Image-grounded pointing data
____________________
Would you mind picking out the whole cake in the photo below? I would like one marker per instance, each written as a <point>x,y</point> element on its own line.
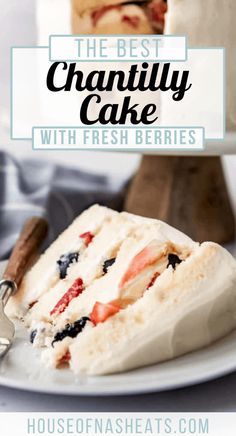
<point>117,291</point>
<point>206,24</point>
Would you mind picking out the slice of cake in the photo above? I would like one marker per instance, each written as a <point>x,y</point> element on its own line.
<point>139,292</point>
<point>52,266</point>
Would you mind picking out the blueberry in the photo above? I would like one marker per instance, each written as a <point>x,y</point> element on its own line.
<point>107,264</point>
<point>173,260</point>
<point>65,261</point>
<point>71,330</point>
<point>33,335</point>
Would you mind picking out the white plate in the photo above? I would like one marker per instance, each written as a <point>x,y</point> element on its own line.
<point>21,368</point>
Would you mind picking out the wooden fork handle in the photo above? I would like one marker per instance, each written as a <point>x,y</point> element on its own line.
<point>26,247</point>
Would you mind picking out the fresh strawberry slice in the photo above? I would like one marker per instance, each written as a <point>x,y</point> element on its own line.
<point>98,14</point>
<point>87,237</point>
<point>146,257</point>
<point>156,275</point>
<point>132,21</point>
<point>66,358</point>
<point>102,311</point>
<point>73,292</point>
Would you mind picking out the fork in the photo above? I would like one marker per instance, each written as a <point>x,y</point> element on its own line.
<point>23,254</point>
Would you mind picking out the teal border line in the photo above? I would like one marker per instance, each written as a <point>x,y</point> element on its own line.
<point>118,60</point>
<point>138,149</point>
<point>206,140</point>
<point>11,90</point>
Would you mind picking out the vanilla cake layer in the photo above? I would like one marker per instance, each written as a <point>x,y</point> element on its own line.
<point>185,309</point>
<point>108,288</point>
<point>44,274</point>
<point>139,292</point>
<point>105,246</point>
<point>112,239</point>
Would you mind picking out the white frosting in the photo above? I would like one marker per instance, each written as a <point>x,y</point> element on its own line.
<point>43,275</point>
<point>186,309</point>
<point>208,23</point>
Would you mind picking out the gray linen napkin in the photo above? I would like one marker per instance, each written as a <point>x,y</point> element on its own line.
<point>32,187</point>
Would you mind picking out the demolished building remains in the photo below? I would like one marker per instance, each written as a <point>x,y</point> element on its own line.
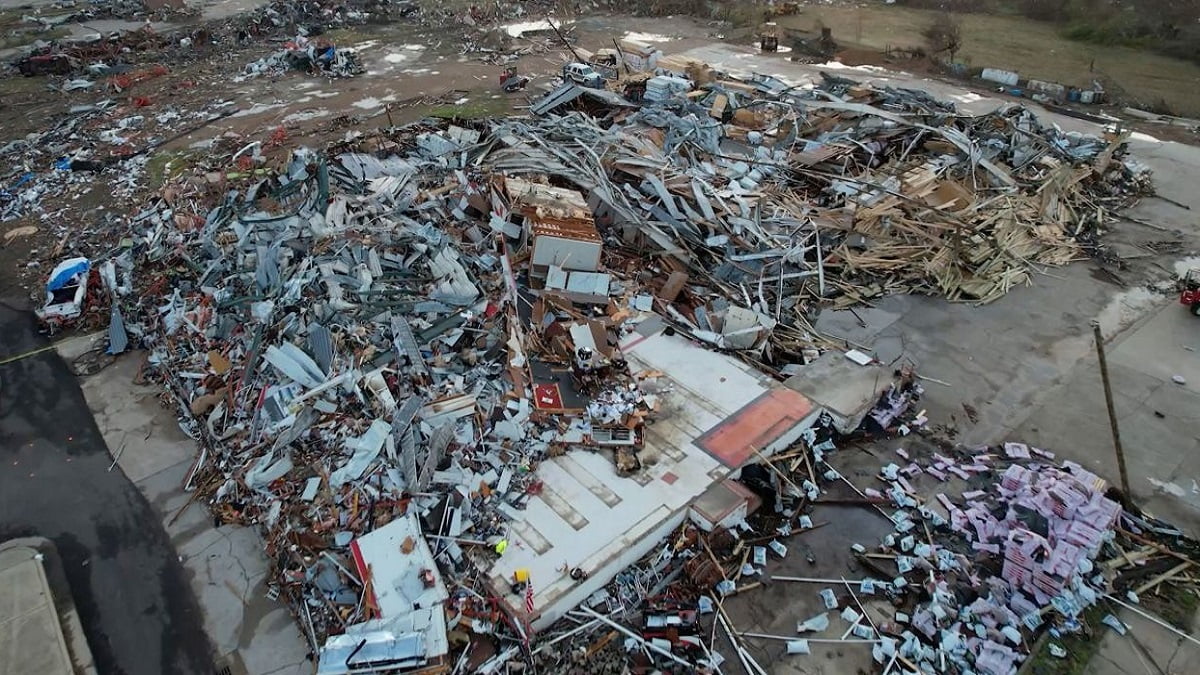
<point>468,378</point>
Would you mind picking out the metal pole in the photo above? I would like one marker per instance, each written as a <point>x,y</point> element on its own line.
<point>565,43</point>
<point>1113,412</point>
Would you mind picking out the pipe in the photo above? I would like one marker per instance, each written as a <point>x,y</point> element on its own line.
<point>629,633</point>
<point>815,640</point>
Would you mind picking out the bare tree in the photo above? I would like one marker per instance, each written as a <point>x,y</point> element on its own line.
<point>943,36</point>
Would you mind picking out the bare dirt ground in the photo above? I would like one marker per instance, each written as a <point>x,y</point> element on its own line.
<point>1032,48</point>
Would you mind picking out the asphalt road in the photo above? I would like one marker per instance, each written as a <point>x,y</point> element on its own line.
<point>135,603</point>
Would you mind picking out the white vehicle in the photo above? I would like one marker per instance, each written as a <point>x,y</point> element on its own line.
<point>582,75</point>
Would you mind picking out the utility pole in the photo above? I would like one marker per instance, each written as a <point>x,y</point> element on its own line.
<point>1113,412</point>
<point>568,45</point>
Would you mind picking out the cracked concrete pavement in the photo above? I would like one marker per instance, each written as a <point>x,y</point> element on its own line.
<point>226,566</point>
<point>129,589</point>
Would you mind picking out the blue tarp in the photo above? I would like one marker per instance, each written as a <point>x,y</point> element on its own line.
<point>65,272</point>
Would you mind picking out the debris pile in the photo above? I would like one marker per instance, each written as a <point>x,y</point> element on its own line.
____________________
For this exercise, transcribe the data above line by line, exactly, with pictures omitted.

Would you mind picking out the whole cake in the photo below? I would like one marker per instance, each written as a <point>x,y</point> element on its own line.
<point>117,291</point>
<point>206,24</point>
Would you mind picking out the slice of cake in the photo above? I would like one marker per instance, each written as a <point>x,y</point> element on its own line.
<point>139,292</point>
<point>52,266</point>
Would you mind picking out the blueberry in the photo above? I would like one marker per instance, each written as a <point>x,y</point> element on its own line.
<point>107,264</point>
<point>173,260</point>
<point>65,261</point>
<point>71,330</point>
<point>33,335</point>
Would you mind picking out the white plate in the photo above? I would like one marker per instance, each written as a <point>x,y</point> element on its own line.
<point>21,368</point>
Would you mind picking out the wooden fork handle in the photo above? I would like one marker per instance, each written as a <point>x,y</point> element on its own line.
<point>26,247</point>
Would you mind picking out the fresh strawberry slice in the photo above? I would like one marker per instance, each written as a <point>x,y</point> element on its own line.
<point>98,14</point>
<point>87,237</point>
<point>146,257</point>
<point>156,275</point>
<point>132,21</point>
<point>66,358</point>
<point>102,311</point>
<point>73,292</point>
Would you mind picking out the fork in the photo above? I would like one marker per instance, each written as a <point>x,y</point> element on its own line.
<point>23,254</point>
Would you mind picking out the teal border line in the photo above? I would like one marker per instance, each written as a <point>x,y</point> element on its own line.
<point>118,60</point>
<point>138,149</point>
<point>206,140</point>
<point>11,90</point>
Would you mind picking out the vanilla cake layer in the photo above? I would like one marker per instance, each written as a <point>x,y</point> element on its own line.
<point>185,309</point>
<point>108,288</point>
<point>44,274</point>
<point>139,292</point>
<point>105,246</point>
<point>112,239</point>
Would you mind picking out the white frosting in the photo above? I would like one marker per instance, each written as a <point>x,y</point> element on its own line.
<point>43,275</point>
<point>186,309</point>
<point>208,23</point>
Would you mind picking out the gray linen napkin in the photo above? I would like one marker per instance, each written as a <point>x,y</point> element on its own line.
<point>32,187</point>
Would you mind picking out the demolished building remains in the photo below? I would like one marker per instance, each written as a <point>x,y</point> element on its own line.
<point>468,378</point>
Would you mind picking out the metal pole in the photo above? I would like one marker per instance, each written as a <point>x,y</point> element on its own line.
<point>565,43</point>
<point>1113,412</point>
Would you mind picking out the pipe in the photo above? I would like one marker per instance, each written as a <point>x,y</point> element on its own line.
<point>629,633</point>
<point>815,640</point>
Would you mind picking out the bare tree in the photo above? I would like one marker per instance, each written as a <point>x,y</point> element on its own line.
<point>943,36</point>
Would you mind picking out the bare dirt ground in the photo above? I would like one marker per instance, each written as a <point>x,y</point> element on its own line.
<point>1032,48</point>
Would you mind picking out the asphalt road in the photo above? I would like one marker per instance, each written as a <point>x,y</point> element on its own line.
<point>135,603</point>
Would you mind picking out the white vehicle in the photo above? I would like one marker per instance, each written as a <point>x,y</point> element on its own line.
<point>582,75</point>
Would you mind picking out the utility pole in the photo above? I would like one marker per instance, each written as a <point>x,y</point> element on its own line.
<point>1113,412</point>
<point>568,45</point>
Would you mind picking out the cracked concrete pavement in the photo above? I would like one marker per instance, each written as a <point>x,y</point> element on its own line.
<point>226,566</point>
<point>129,589</point>
Would you mind picking out the blue tarp in the photo above? I would like one marker per instance, each written as a <point>x,y</point> element on its own line.
<point>65,272</point>
Would you mind picking out the debris pile in the photo above? I would like one marker per instance, each written as a <point>x,y</point> element on its own line.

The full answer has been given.